_Input data_
[Start of Attachment]
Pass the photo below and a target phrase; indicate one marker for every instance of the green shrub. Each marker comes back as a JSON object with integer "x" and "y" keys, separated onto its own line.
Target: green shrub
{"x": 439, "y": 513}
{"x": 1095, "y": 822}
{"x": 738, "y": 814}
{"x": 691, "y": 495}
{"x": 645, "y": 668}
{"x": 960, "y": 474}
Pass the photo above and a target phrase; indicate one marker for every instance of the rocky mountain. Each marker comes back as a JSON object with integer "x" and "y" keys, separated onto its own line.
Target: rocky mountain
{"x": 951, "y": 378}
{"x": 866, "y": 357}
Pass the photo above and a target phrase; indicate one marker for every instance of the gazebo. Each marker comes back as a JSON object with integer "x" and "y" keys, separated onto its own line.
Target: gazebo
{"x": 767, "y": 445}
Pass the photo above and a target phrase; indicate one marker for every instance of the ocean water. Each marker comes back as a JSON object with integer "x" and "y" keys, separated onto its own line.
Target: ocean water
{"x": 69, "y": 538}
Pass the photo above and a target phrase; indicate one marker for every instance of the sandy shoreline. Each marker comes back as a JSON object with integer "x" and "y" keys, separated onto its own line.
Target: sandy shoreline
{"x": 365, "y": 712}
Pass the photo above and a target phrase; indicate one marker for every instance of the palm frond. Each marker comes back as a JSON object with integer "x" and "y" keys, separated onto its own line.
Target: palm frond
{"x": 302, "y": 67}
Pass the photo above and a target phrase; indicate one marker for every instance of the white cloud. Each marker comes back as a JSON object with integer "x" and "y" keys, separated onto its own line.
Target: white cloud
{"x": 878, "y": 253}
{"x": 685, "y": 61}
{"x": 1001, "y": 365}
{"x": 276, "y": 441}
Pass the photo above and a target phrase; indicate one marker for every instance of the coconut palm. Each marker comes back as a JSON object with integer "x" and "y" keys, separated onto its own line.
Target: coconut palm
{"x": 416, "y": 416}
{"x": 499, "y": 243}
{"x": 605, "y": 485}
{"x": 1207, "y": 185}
[End of Attachment]
_Activity_
The records above are to be repeated in full, word for word.

_Written response_
Pass the photo below and a target phrase; indicate one marker for every instance of the green shrub. Each marker comes back as a JSON object with integer "x" and "y" keys, separated onto its own line.
Target: green shrub
{"x": 439, "y": 513}
{"x": 1095, "y": 822}
{"x": 738, "y": 814}
{"x": 691, "y": 495}
{"x": 645, "y": 668}
{"x": 960, "y": 474}
Pass the photo above and a target phrase; indicate one marker for every instance of the rocky mountain. Each marker comes back as a JSON object with integer "x" and "y" keys, separated onto its own line.
Target: rocky mountain
{"x": 951, "y": 378}
{"x": 866, "y": 357}
Pass the photo above and a target phrase; indicate one marker for every instance of the gazebo. Each marker comes back as a JSON object with integer "x" and "y" keys, separated onto its own line.
Target: gazebo
{"x": 767, "y": 445}
Pass the photo above and a target phrase; indicate one marker for every instance of the ocean water. Each marker comes back as a JSON object with integer "x" and "y" keys, separated onto its own line.
Target: ocean water
{"x": 69, "y": 538}
Pass the photo above and a target phrase; indicate one marker for every instance of the sandy shoreline. Each marker comes back as a JSON object with integer "x" and "y" keys, separated onto its own line.
Target: sandy shoreline
{"x": 365, "y": 712}
Pass the photo above and a target phrase; indicate one marker for every instance of the palm frond. Each marker comes back as a JSON object with integer "x" and "y" keys, separated onto its own line.
Target: palm frond
{"x": 302, "y": 67}
Pass the photo above and a target phrase; indicate one marker for every instance of the white cloud. Each marker comes back as a JSON object with integer "x" and "y" keys, separated onto its own line.
Target: white cloud
{"x": 878, "y": 253}
{"x": 685, "y": 61}
{"x": 1001, "y": 365}
{"x": 276, "y": 441}
Pass the photo above and a target phrase; indicate one marker for every instance of the coconut palm. Each marker comes back as a JSON object with integer "x" and "y" keys, separated onto its own line.
Target: coconut palm
{"x": 416, "y": 416}
{"x": 499, "y": 243}
{"x": 605, "y": 485}
{"x": 1207, "y": 185}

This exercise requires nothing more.